## Material supplied
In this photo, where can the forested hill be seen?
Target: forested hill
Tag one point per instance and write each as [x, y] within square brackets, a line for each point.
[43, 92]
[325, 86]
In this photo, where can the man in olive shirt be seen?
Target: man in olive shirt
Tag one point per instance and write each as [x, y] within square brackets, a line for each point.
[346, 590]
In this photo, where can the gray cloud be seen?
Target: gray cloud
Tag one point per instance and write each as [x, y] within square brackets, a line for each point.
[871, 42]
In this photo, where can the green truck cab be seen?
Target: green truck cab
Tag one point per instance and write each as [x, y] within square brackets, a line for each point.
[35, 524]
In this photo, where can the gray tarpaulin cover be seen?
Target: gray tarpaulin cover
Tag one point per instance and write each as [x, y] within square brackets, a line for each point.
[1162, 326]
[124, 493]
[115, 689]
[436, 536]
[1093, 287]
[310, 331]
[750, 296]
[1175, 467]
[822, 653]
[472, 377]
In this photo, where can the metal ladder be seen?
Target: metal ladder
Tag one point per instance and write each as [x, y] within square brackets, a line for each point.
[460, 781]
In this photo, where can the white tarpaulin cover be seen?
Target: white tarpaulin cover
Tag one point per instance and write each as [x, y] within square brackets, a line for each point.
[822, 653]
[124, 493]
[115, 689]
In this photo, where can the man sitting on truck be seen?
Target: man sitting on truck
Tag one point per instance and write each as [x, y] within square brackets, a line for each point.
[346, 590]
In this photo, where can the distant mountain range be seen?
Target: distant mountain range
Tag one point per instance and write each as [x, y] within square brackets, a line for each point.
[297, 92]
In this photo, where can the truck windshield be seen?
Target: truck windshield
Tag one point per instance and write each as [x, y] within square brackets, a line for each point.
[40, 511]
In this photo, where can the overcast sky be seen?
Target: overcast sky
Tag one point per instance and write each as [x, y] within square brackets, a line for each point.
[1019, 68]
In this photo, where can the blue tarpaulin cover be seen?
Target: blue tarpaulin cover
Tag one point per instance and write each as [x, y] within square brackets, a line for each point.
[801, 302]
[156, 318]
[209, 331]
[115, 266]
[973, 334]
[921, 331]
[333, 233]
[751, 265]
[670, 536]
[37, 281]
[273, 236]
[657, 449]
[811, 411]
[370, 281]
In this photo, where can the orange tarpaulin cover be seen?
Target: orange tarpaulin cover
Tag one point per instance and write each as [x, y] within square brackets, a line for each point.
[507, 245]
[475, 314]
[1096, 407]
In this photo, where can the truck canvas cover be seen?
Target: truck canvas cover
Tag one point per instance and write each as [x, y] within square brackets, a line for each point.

## Given instruction
Could you print all of the lines above again, without changing anything?

## Worked solution
In this photo, where can the forested hill be seen?
Target: forested hill
Tag one point per instance and write each as [x, y] within square brackets, a line for each point.
[43, 92]
[325, 86]
In this photo, where can the man in olive shirt be seen?
Target: man in olive shirt
Tag one point per instance and write each as [x, y] within square brackets, a line for each point.
[346, 590]
In this photo, where can the gray cloud be seen?
Target: gray cloud
Tag one point per instance and write each as [x, y] within square brackets, a line for each point.
[871, 42]
In this photo, where can the green truck cab be seen?
Target: green truck cab
Tag one point per instance and write each as [x, y] within square brackets, a line for each point.
[35, 524]
In this photo, where can the gray tarpaulin cover be seen?
Target: gray tarpaulin cover
Tag one point per instance and write each as [x, y] within square brackets, a line for each point.
[1162, 326]
[124, 493]
[115, 689]
[436, 536]
[1093, 287]
[310, 331]
[750, 296]
[1175, 467]
[822, 653]
[472, 377]
In this photo, where can the metal ladder be seen?
Target: metal ladder
Tag one point per instance and write each as [x, y] within square brackets, a line for each point.
[460, 781]
In this photo, where can the white tarpaulin cover be seen?
Target: white tarpaulin cover
Tag one point per instance and write each as [x, y] within square brackets, a line for each point.
[822, 653]
[124, 493]
[115, 689]
In this photo, where can the man sitting on truck be seen?
Target: man sitting on truck
Tag one point per instance and write each as [x, y] within square brackets, a line for each point.
[346, 590]
In this photo, where can the distant mountain range be seen?
Target: distant mountain range
Tag one point per instance and write each as [x, y] within square brackets, a line for each point.
[297, 92]
In this photo, where can the truck windshield be seen?
Target: truck windshield
Tag one point per instance and write each as [x, y] within square brackets, a line for each point.
[40, 511]
In this photo, where can the overcast sky be seen?
Target: overcast sky
Tag one point per instance and write each as [x, y] within square brackets, a line for each point.
[1019, 68]
In this photo, where can the blue tarpaulin cover be seen?
Target: blue tarpaulin cover
Tag one point per instance and write each as [x, y] within square brackets, a line for each point.
[801, 302]
[156, 318]
[209, 331]
[115, 266]
[973, 334]
[921, 331]
[333, 233]
[751, 265]
[670, 536]
[37, 281]
[273, 236]
[657, 449]
[811, 411]
[370, 281]
In this photo, where can the orange tarpaulin cover be seen?
Target: orange tarpaulin cover
Tag one point per instance and write each as [x, y] within square brackets, a line for each point.
[507, 245]
[475, 314]
[1096, 407]
In this photo, where can the truck canvas cover be seen?
Target: truck canvas cover
Tag one point per instance and write each as [x, y] within square brackets, a line for each point.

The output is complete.